Request A. Which cases does the court opinion passage on Bivens cite by name?
Request B. Please reproduce the section of the listing that opens with its first line and closes with the line containing "<point>219,146</point>", both ends included. Keep the requests and their sample points unchanged, but multiply every point coordinate in the answers by 1.15 and round to whole numbers, with halves rounding up.

The Court agrees with the U.S. District Court for the Southern District of Texas's decision in Vicente v. United States, which rejected a very similar argument. 2021 WL 4452786, at *6. Like Gilson, the plaintiff in Vicente argued “that Customs and Border Protection and the Drug Enforcement Administration should be viewed as non-distinct agencies for the ‘new context' inquiry because they operate under the same legal mandate.” Id. The Vicente Court disagreed, noting that even though “[l]aw enforcement officers across many different agencies are empowered to seize and arrest individuals for unlawful activity,” “that similarity is not enough to extend Bivens” to Border Patrol Agents. Id. As the Fifth Circuit has held, the fact that a case involves “different officers from a different agency” than the bureau at issue in Bivens indicates that the subsequent case arises in a new context. Cantu, 933 F.3d at 423. Compare Egbert, 142 S.Ct. at 1815 (Sotomayor, J., dissenting) (arguing that the fact that Egbert involved “a CBP agent rather than a Federal Bureau of Narcotics agent” was “not the sort of ‘meaningful distinction' that [the Supreme Court's] new-context inquiry [wa]s designed to weed out”), with id. at 1804 (Opinion of the Court) (rejecting Justice Sotomayor's argument and concluding that the case “presented a new context for Bivens purposes”).

Dataset records:
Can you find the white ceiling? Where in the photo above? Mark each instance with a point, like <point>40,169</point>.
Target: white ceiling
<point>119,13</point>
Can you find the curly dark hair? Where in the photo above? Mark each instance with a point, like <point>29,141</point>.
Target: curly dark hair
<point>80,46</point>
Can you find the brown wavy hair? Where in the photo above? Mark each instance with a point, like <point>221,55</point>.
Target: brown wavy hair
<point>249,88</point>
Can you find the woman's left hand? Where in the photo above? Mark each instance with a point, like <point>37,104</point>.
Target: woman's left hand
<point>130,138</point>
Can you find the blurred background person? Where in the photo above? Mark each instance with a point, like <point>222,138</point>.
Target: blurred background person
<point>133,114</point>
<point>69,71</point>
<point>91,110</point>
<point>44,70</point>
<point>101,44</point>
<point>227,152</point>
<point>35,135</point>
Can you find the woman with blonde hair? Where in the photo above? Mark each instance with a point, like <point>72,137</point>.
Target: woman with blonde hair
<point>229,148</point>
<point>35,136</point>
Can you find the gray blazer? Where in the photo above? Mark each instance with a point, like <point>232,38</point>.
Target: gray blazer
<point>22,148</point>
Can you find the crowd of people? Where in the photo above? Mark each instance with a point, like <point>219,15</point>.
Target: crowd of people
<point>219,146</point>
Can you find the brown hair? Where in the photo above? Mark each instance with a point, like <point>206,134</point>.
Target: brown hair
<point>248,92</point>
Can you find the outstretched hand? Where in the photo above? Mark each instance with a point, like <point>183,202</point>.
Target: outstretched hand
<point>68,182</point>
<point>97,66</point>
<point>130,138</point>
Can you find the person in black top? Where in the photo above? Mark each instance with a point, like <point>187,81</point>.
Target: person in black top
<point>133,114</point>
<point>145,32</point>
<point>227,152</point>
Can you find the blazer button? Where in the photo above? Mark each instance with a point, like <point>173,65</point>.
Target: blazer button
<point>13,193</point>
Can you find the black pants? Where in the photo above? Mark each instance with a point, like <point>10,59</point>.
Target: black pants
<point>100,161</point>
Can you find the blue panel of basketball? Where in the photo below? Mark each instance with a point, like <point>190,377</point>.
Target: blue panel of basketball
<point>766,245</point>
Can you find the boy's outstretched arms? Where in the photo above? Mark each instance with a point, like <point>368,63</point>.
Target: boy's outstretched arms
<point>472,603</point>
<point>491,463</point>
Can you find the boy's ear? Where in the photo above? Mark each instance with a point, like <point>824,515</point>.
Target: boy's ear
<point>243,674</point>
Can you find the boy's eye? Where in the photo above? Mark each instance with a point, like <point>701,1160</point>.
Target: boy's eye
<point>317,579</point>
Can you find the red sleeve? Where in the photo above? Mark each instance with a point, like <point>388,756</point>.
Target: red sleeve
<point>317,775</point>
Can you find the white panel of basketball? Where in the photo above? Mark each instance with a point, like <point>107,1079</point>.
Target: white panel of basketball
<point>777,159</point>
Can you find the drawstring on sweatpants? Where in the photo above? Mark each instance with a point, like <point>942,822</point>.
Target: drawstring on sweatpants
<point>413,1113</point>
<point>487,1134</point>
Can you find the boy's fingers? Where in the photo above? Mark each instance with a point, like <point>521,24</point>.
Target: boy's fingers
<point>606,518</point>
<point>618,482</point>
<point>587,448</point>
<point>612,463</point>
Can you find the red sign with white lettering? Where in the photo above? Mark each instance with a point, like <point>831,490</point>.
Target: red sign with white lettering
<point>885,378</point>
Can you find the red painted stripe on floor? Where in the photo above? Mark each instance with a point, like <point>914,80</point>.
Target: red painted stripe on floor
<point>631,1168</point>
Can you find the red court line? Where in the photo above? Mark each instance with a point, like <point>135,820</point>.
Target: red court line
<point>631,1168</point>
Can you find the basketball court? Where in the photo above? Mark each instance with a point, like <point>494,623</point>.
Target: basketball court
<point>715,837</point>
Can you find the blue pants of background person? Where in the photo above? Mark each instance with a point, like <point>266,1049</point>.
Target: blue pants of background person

Reply A. Vicente v. United States; Bivens; Cantu; Egbert

Reply B.
Can you find the white ceiling? Where in the photo above? Mark each instance with a point, like <point>40,169</point>.
Target: white ceiling
<point>137,15</point>
Can you find the curly dark hair? Where in the photo above? Mark each instance with a point, like <point>29,141</point>.
Target: curly dark hair
<point>92,53</point>
Can you find the brown wavy hair? Where in the photo above? Mark each instance with a point, like <point>221,55</point>.
Target: brown wavy hair
<point>286,101</point>
Can you find the woman's left hand? Where in the photo above? Mark each instance with a point, like <point>37,104</point>.
Target: woman's left hand
<point>150,159</point>
Can you find the blurred background person? Where in the photo above? Mark each instance with a point, like <point>222,138</point>.
Target: blurred background person
<point>153,131</point>
<point>79,82</point>
<point>105,127</point>
<point>51,81</point>
<point>116,51</point>
<point>261,175</point>
<point>40,155</point>
Can you find the woman with blonde hair? Where in the photo above? Mark each instance with a point, like <point>72,137</point>.
Target: woman with blonde hair
<point>263,170</point>
<point>40,156</point>
Can you find the gray blazer? Where in the photo above? Mark each instance with a point, like <point>232,38</point>.
Target: gray blazer
<point>25,170</point>
Can you find the crowd of people? Where in the photo above? Mark each instance with a point, like <point>219,15</point>.
Target: crowd of people
<point>252,168</point>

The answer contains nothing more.